## Goal
Report every line in the records below that contains the string "shirt". Case counts.

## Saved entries
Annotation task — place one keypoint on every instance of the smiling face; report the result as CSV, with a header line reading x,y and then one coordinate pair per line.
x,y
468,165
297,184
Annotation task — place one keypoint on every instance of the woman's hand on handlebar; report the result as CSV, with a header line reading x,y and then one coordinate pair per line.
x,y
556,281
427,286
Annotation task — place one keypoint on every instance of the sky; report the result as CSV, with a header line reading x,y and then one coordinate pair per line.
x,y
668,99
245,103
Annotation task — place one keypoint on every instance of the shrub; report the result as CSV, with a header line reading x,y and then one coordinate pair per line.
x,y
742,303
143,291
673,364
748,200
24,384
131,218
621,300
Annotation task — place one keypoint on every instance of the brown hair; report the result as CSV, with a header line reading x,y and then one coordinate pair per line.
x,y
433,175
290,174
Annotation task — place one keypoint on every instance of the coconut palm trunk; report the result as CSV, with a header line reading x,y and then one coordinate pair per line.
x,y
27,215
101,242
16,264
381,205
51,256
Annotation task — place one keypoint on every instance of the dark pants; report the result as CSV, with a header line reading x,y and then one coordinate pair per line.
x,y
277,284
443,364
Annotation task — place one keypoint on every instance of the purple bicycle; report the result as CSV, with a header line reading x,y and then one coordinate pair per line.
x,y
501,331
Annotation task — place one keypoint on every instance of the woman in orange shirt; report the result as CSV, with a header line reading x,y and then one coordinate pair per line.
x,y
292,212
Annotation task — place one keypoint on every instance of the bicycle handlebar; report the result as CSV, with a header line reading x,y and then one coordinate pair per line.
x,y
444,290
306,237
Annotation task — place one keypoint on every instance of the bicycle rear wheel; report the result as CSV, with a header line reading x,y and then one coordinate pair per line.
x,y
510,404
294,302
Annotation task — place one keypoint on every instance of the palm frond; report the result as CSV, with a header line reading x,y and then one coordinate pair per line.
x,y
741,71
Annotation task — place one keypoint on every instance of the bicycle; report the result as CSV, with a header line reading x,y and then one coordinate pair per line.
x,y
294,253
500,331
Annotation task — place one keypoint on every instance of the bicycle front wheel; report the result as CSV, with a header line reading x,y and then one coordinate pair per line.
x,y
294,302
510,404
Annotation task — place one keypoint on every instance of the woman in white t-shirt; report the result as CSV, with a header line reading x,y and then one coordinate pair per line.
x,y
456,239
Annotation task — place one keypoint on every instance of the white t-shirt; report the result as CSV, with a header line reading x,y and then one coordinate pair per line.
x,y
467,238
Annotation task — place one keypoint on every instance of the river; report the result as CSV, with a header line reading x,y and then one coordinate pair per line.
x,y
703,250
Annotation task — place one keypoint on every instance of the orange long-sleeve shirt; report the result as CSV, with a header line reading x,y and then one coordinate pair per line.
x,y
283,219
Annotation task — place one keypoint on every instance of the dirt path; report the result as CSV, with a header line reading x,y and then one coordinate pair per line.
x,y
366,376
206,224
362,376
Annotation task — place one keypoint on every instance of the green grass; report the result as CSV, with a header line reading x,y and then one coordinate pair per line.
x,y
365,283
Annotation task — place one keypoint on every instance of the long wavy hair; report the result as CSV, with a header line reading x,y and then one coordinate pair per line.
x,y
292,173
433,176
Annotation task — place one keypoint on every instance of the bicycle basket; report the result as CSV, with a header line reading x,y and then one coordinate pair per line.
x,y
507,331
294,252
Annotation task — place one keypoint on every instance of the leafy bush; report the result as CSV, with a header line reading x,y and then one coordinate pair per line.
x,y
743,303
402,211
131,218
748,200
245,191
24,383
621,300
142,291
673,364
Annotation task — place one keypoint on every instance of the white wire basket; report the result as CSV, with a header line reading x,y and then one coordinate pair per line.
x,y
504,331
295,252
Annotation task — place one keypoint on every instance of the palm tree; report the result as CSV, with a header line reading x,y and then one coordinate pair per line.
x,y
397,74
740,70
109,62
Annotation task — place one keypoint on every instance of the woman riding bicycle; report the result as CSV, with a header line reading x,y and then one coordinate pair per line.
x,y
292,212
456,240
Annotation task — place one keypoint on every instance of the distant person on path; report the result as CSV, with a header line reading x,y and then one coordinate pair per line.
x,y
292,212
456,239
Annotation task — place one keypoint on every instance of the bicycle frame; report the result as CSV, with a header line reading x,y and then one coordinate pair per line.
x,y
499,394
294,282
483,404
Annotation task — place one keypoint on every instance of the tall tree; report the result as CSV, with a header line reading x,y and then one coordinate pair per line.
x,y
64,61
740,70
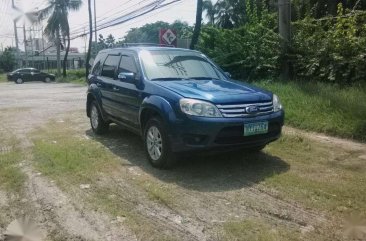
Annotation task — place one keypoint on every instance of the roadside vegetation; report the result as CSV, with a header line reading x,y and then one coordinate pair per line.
x,y
321,107
3,78
322,177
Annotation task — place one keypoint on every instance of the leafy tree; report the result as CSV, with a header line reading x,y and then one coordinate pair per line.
x,y
149,33
7,59
210,10
58,24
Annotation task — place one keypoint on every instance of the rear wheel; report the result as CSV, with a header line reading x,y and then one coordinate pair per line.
x,y
19,81
157,144
97,123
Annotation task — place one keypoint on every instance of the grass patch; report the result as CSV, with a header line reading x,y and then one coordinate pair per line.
x,y
62,155
11,177
323,107
76,76
65,156
255,230
323,177
3,78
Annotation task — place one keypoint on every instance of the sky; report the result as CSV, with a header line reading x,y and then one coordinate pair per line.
x,y
184,10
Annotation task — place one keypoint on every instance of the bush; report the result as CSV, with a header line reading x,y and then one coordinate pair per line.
x,y
330,50
251,51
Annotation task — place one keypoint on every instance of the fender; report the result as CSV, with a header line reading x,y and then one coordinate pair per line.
x,y
161,106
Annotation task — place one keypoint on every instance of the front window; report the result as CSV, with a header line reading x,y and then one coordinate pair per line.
x,y
176,64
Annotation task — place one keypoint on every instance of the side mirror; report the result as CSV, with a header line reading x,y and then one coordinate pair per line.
x,y
126,76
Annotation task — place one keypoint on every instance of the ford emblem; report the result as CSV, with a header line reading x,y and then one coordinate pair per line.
x,y
252,109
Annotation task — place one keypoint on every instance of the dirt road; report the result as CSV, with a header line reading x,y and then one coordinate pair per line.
x,y
193,202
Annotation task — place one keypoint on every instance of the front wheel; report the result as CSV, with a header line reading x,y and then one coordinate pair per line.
x,y
157,144
99,126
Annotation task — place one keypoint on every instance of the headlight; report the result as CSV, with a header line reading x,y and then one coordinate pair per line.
x,y
198,108
277,106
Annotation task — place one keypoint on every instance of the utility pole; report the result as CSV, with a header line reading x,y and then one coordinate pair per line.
x,y
31,41
16,35
25,47
43,51
58,53
95,21
284,12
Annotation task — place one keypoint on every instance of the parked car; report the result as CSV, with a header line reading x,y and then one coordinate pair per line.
x,y
20,76
178,100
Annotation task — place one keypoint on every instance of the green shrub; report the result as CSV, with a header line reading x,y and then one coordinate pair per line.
x,y
330,50
246,52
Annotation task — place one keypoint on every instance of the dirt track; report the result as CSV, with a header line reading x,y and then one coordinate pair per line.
x,y
212,192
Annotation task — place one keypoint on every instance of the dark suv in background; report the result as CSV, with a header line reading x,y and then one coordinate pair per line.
x,y
178,100
20,76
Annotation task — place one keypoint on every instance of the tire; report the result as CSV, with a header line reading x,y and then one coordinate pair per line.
x,y
157,146
19,81
98,125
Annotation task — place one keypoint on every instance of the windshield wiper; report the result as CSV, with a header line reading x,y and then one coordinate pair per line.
x,y
204,78
167,78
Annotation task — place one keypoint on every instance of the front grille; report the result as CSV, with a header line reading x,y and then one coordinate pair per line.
x,y
240,110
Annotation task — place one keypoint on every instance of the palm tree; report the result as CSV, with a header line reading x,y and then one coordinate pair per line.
x,y
210,11
58,24
197,27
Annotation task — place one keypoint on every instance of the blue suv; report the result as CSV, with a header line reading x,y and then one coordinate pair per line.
x,y
178,100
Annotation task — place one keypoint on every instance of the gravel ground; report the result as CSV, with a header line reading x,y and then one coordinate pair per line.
x,y
221,194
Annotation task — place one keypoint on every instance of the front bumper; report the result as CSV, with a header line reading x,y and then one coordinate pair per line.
x,y
222,134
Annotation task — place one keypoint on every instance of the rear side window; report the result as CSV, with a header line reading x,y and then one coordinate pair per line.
x,y
127,65
97,68
110,65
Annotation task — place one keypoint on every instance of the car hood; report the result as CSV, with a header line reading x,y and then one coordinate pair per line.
x,y
217,91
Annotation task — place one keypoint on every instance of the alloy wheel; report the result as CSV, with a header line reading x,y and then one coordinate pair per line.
x,y
154,143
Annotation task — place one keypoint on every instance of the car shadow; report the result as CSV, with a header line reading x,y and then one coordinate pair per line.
x,y
207,173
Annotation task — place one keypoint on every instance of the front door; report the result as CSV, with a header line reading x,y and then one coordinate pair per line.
x,y
126,91
105,82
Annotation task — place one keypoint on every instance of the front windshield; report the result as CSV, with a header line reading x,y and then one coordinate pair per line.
x,y
176,64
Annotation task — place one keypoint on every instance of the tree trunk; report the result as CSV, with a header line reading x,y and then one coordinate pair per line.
x,y
90,40
58,53
67,50
197,27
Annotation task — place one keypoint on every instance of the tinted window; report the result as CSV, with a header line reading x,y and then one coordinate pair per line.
x,y
97,68
177,64
127,65
110,66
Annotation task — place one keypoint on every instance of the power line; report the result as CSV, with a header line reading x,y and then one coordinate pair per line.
x,y
101,19
136,13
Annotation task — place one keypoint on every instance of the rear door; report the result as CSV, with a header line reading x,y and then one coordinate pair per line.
x,y
126,92
105,83
24,74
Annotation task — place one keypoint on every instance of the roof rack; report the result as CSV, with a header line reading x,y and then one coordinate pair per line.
x,y
126,45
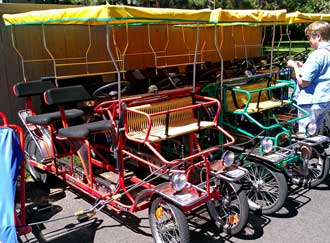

## Result of this exercise
Annotation task — place one keypoint on every instance of the woman in orange shirt; report the result as CSV, with a header line reading x,y and then one coordinate pair per line.
Annotation task — place one keypoint on every instance of the woman in white t-shirt; report the result as CSV, with a header line reading x,y and then one coordinate pair per line.
Annotation task — place one keypoint on every instance of the white t-shirt; report the result as CSV, with a header line reading x,y and then one coordinate pair per line.
Annotation task — place one keypoint on every instance of the orange long-sleeve shirt; report the result as CSV, with a header line reading x,y and then one coordinate pair per line.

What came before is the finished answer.